── Supplied passage ──

Swedish journalist, writer, and translator

Märta Lindqvist (7 September 1888 – 3 April 1939) was a Swedish journalist, writer, and translator. She is best known as a film critic for Svenska Dagbladet.

== Life ==
Märta Lindqvist was born into an affluent family in Stockholm, Sweden, on 7 September 1888. Her father, Hugo Lindqvist, was a music director, and her mother, Louise (née Simonsson), was an elementary schoolteacher. She attended the Sofia Almquist's Samskola, where she completed her secondary education and graduated in 1907. In 1908, she studied languages and literature at the Uppsala University, and earned a Master of Philosophy degree in 1913. During her time at Uppsala, she taught at Uppsala Private School and served as a secretary of the English Society.

───
── Data provided ──

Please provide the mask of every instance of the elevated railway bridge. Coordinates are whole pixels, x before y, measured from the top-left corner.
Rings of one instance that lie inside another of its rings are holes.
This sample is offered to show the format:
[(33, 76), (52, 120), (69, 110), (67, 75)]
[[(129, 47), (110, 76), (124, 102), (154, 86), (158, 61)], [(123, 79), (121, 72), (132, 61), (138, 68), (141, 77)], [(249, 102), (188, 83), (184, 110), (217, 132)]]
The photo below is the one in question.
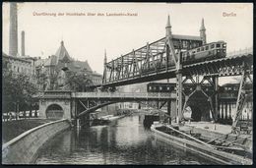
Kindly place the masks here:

───

§ **What needs to be done**
In the Märta Lindqvist biography, repeat verbatim the part that opens with the words containing "Märta Lindqvist (7" and closes with "the English Society.".

§ **Answer box**
Märta Lindqvist (7 September 1888 – 3 April 1939) was a Swedish journalist, writer, and translator. She is best known as a film critic for Svenska Dagbladet.

== Life ==
Märta Lindqvist was born into an affluent family in Stockholm, Sweden, on 7 September 1888. Her father, Hugo Lindqvist, was a music director, and her mother, Louise (née Simonsson), was an elementary schoolteacher. She attended the Sofia Almquist's Samskola, where she completed her secondary education and graduated in 1907. In 1908, she studied languages and literature at the Uppsala University, and earned a Master of Philosophy degree in 1913. During her time at Uppsala, she taught at Uppsala Private School and served as a secretary of the English Society.